Polynésie : Trop peu de données pour faire le lien entre cancers et essais nucléaires
ATOME•Les chercheurs de l'Inserm, qui ont analysé 1.150 documents, préconisent d'autres approches pour évaluer l'impact des rayonnements sur les Polynésiens20 Minutes avec AFP
Quelles ont été les conséquences des essais nucléaires français en Polynésie sur la santé des locaux ? Dans un rapport à paraître mercredi, des chercheurs de l’Inserm pointent le manque de données pour établir ou exclure un lien entre ces essais et des pathologies telles que le cancer.
Les résultats des études menées en Polynésie française « sont insuffisants pour conclure de façon solide sur les liens entre l’exposition aux rayonnements ionisants issus des retombées des essais nucléaires atmosphériques en Polynésie française et l’occurrence » de pathologies comme le cancer de la thyroïde ou les hémopathies malignes, ont estimé dix experts réunis par l’Inserm, selon la synthèse du rapport.

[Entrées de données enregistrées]
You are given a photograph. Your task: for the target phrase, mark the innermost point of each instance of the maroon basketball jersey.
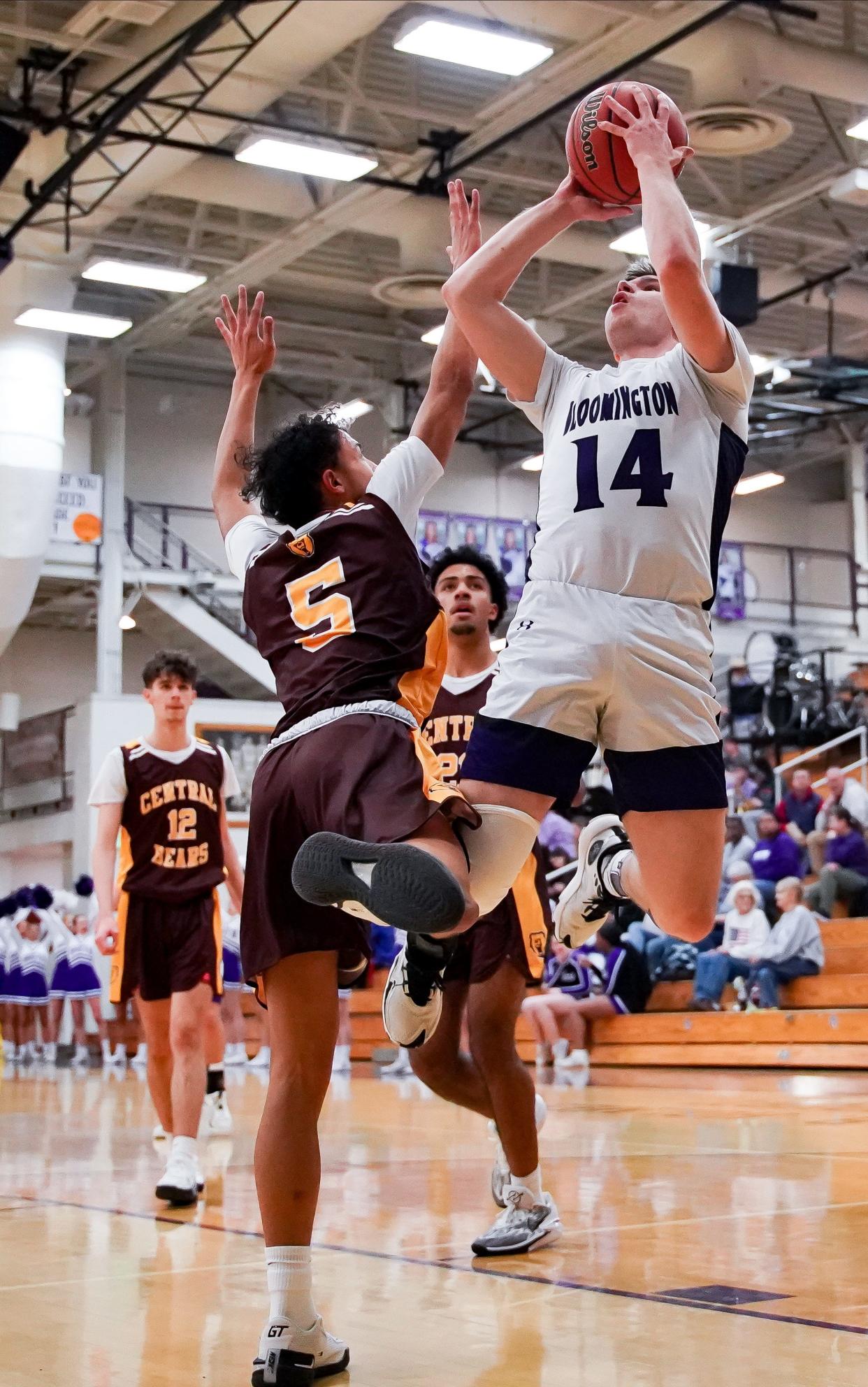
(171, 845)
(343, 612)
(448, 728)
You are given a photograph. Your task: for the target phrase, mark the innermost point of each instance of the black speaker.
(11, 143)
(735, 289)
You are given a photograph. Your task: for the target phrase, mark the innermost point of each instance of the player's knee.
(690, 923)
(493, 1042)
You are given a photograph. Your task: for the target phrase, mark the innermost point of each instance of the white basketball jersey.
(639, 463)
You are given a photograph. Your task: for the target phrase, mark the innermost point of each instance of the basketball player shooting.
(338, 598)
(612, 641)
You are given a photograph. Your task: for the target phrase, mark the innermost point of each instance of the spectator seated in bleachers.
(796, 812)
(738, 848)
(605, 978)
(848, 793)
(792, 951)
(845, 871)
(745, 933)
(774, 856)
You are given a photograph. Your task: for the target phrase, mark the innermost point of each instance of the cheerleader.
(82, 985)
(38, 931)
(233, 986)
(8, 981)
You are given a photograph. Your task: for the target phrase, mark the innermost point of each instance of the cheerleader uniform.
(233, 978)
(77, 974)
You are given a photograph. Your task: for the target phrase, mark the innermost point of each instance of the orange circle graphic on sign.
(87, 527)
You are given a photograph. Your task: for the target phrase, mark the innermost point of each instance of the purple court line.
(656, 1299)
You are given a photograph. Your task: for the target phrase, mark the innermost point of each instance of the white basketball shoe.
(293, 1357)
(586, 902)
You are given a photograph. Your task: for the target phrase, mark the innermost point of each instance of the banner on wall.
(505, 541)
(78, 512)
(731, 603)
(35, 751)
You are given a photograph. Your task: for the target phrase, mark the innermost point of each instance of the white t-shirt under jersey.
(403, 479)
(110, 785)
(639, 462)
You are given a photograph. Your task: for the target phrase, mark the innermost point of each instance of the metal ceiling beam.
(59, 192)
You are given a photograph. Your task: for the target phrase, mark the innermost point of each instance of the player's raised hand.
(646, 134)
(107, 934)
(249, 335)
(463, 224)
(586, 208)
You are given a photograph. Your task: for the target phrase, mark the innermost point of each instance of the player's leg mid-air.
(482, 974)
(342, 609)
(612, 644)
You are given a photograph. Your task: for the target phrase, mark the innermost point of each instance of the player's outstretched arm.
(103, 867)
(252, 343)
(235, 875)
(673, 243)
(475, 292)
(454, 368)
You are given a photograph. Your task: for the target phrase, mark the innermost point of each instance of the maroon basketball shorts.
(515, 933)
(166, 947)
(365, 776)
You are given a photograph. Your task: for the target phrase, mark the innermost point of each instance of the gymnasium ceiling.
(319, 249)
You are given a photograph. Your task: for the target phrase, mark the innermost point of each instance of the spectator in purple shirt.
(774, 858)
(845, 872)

* * *

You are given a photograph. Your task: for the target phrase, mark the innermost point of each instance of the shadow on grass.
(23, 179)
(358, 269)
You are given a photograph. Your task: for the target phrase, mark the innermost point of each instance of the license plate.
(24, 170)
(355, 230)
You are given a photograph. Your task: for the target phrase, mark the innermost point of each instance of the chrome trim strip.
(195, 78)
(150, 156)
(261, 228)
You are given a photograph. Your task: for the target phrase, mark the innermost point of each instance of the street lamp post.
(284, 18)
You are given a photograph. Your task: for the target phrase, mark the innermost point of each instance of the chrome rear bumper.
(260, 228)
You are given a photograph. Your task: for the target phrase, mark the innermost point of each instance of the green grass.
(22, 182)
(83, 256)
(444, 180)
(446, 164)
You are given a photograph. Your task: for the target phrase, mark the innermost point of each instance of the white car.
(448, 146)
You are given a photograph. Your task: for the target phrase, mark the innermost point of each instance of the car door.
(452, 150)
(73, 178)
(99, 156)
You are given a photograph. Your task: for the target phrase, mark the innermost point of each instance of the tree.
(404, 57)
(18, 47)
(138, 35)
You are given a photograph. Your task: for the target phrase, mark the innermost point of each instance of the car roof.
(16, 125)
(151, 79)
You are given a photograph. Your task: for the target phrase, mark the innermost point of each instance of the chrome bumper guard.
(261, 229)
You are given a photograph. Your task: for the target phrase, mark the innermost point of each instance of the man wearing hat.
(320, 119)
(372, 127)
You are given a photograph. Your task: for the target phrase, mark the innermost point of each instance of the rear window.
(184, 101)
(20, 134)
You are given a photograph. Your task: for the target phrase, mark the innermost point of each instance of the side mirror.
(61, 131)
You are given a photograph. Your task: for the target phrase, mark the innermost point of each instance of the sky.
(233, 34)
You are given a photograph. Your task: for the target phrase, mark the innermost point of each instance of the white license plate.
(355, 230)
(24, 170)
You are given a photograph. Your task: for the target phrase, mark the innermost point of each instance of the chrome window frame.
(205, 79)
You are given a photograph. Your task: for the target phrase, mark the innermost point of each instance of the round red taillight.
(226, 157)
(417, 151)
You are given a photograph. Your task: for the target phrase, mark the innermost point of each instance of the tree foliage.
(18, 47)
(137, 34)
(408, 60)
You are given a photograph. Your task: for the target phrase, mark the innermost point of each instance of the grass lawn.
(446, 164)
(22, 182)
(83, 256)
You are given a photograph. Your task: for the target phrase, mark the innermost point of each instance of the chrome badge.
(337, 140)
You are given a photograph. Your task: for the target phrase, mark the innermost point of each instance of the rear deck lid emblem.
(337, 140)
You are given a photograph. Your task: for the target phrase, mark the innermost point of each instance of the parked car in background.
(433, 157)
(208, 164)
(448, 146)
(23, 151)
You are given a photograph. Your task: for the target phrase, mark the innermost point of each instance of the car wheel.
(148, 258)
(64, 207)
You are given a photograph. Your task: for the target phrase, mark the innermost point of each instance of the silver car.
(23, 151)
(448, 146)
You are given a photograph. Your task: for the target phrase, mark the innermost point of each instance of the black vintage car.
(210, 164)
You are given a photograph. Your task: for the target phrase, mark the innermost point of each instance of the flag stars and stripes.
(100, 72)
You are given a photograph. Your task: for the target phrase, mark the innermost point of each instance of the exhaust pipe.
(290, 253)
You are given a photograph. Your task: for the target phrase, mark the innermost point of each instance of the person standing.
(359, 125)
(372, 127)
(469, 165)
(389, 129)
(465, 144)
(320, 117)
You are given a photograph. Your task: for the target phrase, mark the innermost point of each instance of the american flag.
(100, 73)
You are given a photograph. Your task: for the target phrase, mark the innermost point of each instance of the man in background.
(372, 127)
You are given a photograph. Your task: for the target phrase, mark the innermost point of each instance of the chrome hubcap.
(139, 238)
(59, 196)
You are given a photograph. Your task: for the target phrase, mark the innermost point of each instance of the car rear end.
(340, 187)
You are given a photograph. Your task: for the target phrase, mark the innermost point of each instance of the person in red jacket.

Exercices >>
1 – Répondez à ces questions sur l'article consacré aux essais nucléaires en Polynésie :
(a) Combien de documents les chercheurs de l'Inserm ont-ils analysés ?
(b) Quel jour le rapport doit-il paraître ?
(c) Combien d'experts l'Inserm a-t-il réunis ?
2 – Quels organismes ou médias sont nommés dans l'article sur les essais nucléaires en Polynésie ?
3 – Pouvez-vous poursuivre l'article sur les essais nucléaires en Polynésie à partir de sa dernière phrase ?
Les enregistrements constituent un matériau à part, distinct de l'article.

Réponses attendues >>
1 –
(a) 1.150 documents.
(b) Mercredi.
(c) Dix experts.

2 –
- L'Inserm
- 20 Minutes
- L'AFP

3 –
46 essais atmosphériques
Mais les rares études épidémiologiques « ne permettent pas non plus d’exclure l’existence de conséquences sanitaires qui seraient passées inaperçues jusqu’à présent », nuance ce rapport commandé en 2013 par le ministère de la Défense.
Les experts ont analysé 1.150 documents et études portant sur la Polynésie française et sur d’autres sites où ont eu lieu des essais nucléaires. La France a réalisé 193 essais sur les atolls de Moruroa et Fangataufa, dans l’archipel des Tuamotu, entre 1966 et 1996, dont 46 essais atmosphériques, les huit premières années. Le rapport souligne à plusieurs reprises le manque d’études complètes pour établir l’impact des essais sur la santé des Polynésiens.
Le plus haut taux de cancer de la thyroïde au monde
Ces résultats et la rareté des données « justifient la nécessité d’envisager d’autres approches afin d’évaluer les conséquences sanitaires des retombées des essais nucléaires en Polynésie française », précise-t-il. Il constate cependant une incidence très élevée de cancers de la thyroïde en Polynésie française. « Sur la période 1998-2002, elle est même la plus élevée au monde, avec celle de la Nouvelle-Calédonie ».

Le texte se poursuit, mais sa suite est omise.